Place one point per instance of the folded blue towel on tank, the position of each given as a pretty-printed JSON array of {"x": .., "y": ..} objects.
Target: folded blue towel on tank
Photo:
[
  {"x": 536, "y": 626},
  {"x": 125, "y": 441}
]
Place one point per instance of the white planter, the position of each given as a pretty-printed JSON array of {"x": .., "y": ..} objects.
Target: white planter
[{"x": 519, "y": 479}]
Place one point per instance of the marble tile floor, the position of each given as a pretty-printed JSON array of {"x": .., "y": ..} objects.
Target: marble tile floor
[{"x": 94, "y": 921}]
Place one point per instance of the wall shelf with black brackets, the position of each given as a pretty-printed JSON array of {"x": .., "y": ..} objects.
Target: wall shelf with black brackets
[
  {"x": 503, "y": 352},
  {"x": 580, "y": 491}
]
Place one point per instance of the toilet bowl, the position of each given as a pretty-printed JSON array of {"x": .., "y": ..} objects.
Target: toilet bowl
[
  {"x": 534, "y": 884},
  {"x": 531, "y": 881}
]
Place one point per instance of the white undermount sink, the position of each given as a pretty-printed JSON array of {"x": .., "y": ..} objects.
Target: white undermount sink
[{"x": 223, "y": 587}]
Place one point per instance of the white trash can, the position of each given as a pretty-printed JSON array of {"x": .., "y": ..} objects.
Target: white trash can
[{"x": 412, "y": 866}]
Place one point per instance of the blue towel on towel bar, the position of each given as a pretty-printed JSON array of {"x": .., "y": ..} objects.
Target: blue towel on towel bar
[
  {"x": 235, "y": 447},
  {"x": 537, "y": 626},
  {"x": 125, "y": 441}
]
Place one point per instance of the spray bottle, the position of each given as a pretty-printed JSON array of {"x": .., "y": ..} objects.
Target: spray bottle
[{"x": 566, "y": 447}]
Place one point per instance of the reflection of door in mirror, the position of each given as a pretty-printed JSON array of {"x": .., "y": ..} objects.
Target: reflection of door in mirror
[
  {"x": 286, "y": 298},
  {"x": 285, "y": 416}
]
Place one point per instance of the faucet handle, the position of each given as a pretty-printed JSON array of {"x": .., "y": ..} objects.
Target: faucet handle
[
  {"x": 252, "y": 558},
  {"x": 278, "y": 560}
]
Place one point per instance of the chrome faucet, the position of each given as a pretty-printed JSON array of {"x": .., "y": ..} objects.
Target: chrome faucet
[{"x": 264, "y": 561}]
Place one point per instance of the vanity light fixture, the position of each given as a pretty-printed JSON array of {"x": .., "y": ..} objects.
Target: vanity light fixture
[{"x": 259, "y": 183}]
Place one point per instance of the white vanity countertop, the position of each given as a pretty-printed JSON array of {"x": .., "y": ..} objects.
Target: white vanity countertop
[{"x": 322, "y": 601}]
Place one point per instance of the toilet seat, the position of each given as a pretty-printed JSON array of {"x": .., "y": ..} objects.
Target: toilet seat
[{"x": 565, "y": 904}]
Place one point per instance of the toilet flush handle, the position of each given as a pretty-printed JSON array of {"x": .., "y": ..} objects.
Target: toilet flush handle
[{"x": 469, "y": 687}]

§ GOAL OF THE EXERCISE
Print, exactly as written, each record in the listing above.

§ RESULT OF THE EXERCISE
Place one point per instance of the folded blue towel on tank, the position of each given as a pretty-printed JSON array of {"x": .., "y": ..} objects.
Target: folded blue towel on tank
Photo:
[
  {"x": 536, "y": 626},
  {"x": 125, "y": 441}
]
Place one point per instance of the white planter, the position of each given as a pretty-printed JSON array of {"x": .., "y": ..} objects.
Target: white planter
[{"x": 519, "y": 479}]
Place one point per instance of the marble tile floor, the position of each given as a pretty-printed JSON array of {"x": .., "y": ..} objects.
Target: marble tile floor
[{"x": 94, "y": 921}]
Place one point per instance of the wall shelf with black brackets, the position of each given as a pretty-printed JSON array of {"x": .., "y": ..} objects.
Target: wall shelf with black brackets
[
  {"x": 503, "y": 352},
  {"x": 580, "y": 491}
]
Place one point per instance of the toilet bowl, the position of each given as a pretty-printed JSON array of {"x": .., "y": ..} objects.
Target: toilet bowl
[
  {"x": 534, "y": 884},
  {"x": 531, "y": 881}
]
Place one point per instance of the white undermount sink, the position of each given as a pretty-printed JSON array of {"x": .., "y": ..} objects.
Target: white undermount sink
[{"x": 223, "y": 587}]
Place one point per instance of the white trash can, the position of each given as a pretty-printed JSON array of {"x": .., "y": ..} objects.
Target: white trash can
[{"x": 412, "y": 866}]
Place one point per instance of the blue towel on towel bar, the position of each given as a pretty-printed JSON array of {"x": .., "y": ..} objects.
Target: blue towel on towel bar
[
  {"x": 235, "y": 447},
  {"x": 537, "y": 626},
  {"x": 125, "y": 441}
]
Place one point per instance of the spray bottle, the position of each given as a pretty-printed JSON array of {"x": .., "y": ..} objects.
Target: spray bottle
[{"x": 566, "y": 447}]
Place one point per instance of the reflection of door in mirror, the position of each given as a pretty-printed JSON array of {"x": .., "y": ..} objects.
Target: reflection of door in mirror
[
  {"x": 286, "y": 298},
  {"x": 285, "y": 416}
]
Place one point per instance of the faucet handle, the position of each given as a pretty-printed JSON array of {"x": .., "y": ..} objects.
Target: faucet handle
[
  {"x": 252, "y": 558},
  {"x": 278, "y": 560}
]
Place one point per instance of the chrome faucet, the position of each given as a pretty-printed JSON array of {"x": .., "y": ..} objects.
Target: chrome faucet
[{"x": 264, "y": 561}]
Place one point per instance of the vanity light fixture, the position of each given as a pretty-printed JSON array of {"x": .., "y": ..} objects.
Target: vanity light fixture
[{"x": 259, "y": 183}]
Place one point per instance of the white vanity countertop, the position of each given as a pretty-printed JSON array of {"x": .., "y": ..} objects.
Target: white vanity countertop
[{"x": 322, "y": 601}]
Place one point per instance of the toilet seat, the position of each given as a pretty-printed JSON array of {"x": .., "y": ..} objects.
Target: toilet seat
[{"x": 565, "y": 904}]
Place one point per instance of the toilet flush handle, the position of each given as a pretty-printed JSON array of {"x": .., "y": ..} objects.
Target: toilet flush handle
[{"x": 469, "y": 687}]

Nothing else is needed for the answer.